Location labeling records:
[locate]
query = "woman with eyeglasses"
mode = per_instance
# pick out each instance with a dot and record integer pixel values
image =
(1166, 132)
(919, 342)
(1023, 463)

— BRIEF —
Copy the material above line for line, changing nothing.

— ANSWER —
[locate]
query = "woman with eyeglasses"
mode = per_instance
# pick out each instance with a dot and record integer pixel values
image =
(1166, 132)
(919, 342)
(1023, 463)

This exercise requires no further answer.